*** Begin section ***

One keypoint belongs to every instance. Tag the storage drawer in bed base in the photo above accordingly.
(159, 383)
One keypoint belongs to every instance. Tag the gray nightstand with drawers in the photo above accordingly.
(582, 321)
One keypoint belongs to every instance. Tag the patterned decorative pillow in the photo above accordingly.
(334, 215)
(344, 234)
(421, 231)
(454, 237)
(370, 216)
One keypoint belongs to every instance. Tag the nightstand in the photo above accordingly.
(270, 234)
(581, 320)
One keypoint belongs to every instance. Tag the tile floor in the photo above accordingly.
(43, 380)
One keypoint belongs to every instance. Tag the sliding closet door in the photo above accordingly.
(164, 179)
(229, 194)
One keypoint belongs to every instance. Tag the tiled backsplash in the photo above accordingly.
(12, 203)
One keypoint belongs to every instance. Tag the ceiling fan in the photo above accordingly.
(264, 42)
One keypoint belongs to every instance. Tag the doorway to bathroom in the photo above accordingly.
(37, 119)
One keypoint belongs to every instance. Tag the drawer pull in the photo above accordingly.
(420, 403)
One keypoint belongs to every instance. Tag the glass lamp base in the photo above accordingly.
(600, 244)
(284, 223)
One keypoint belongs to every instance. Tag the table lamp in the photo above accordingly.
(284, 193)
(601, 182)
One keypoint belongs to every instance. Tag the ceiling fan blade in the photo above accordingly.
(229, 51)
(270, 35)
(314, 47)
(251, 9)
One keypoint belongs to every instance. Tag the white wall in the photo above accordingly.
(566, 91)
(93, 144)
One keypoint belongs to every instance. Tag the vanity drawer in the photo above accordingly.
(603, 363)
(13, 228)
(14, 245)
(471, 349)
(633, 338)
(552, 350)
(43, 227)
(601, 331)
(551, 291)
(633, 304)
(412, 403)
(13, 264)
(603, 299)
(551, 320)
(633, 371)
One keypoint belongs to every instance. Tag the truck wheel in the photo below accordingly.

*** End section ***

Prompt -> The data must be given again in full, exactly as written.

Solution to the problem ->
One keypoint belongs to every instance. Tag the storage drawer in bed base in the photo above accordingly.
(159, 383)
One keypoint belongs to every instance. Tag the gray nightstand with drawers in the photo above accordingly.
(582, 321)
One keypoint belongs to every instance. Tag the patterned decorative pillow in the photo above accordingly.
(334, 215)
(344, 234)
(421, 231)
(454, 237)
(370, 216)
One keypoint belongs to every instance. Tag the nightstand in the photo above accordingly.
(270, 234)
(581, 320)
One keypoint belongs to every instance. Tag the tile floor in the photo above accordingly.
(43, 380)
One keypoint belongs to every instance. Tag the sliding closet door in the photo above accordingly.
(164, 179)
(229, 194)
One keypoint belongs to every instance. Tag the tiled backsplash in the photo above accordingly.
(12, 203)
One keypoint belongs to every instance. Tag the ceiling fan in the photo above accordingly.
(264, 42)
One keypoint belongs to every instance. Tag the doorway to bathroom in the photo above accordingly.
(37, 119)
One keypoint belongs to every instance. Tag the drawer pull in the photo above accordingly.
(420, 403)
One keypoint belongs to every instance. Tag the glass lamp base in the photo above accordingly.
(600, 244)
(284, 223)
One keypoint belongs to every instance. Tag the table lamp in the photo above accordingly.
(284, 193)
(601, 182)
One keypoint belongs to every instance. Tag the ceiling fan blade in the photo above accordingly.
(229, 51)
(270, 35)
(314, 47)
(251, 9)
One keypoint belongs to every instance. Tag the white wall in the photo above accordingly.
(566, 91)
(93, 144)
One keypoint belongs to every instance. Tag the vanity drawer in the photo above accordingly.
(603, 363)
(13, 228)
(14, 245)
(471, 349)
(633, 338)
(552, 350)
(43, 227)
(601, 331)
(551, 291)
(633, 304)
(412, 403)
(13, 264)
(603, 299)
(551, 320)
(633, 371)
One keypoint belongs to every instance. Tag the truck wheel in the photo below accordingly.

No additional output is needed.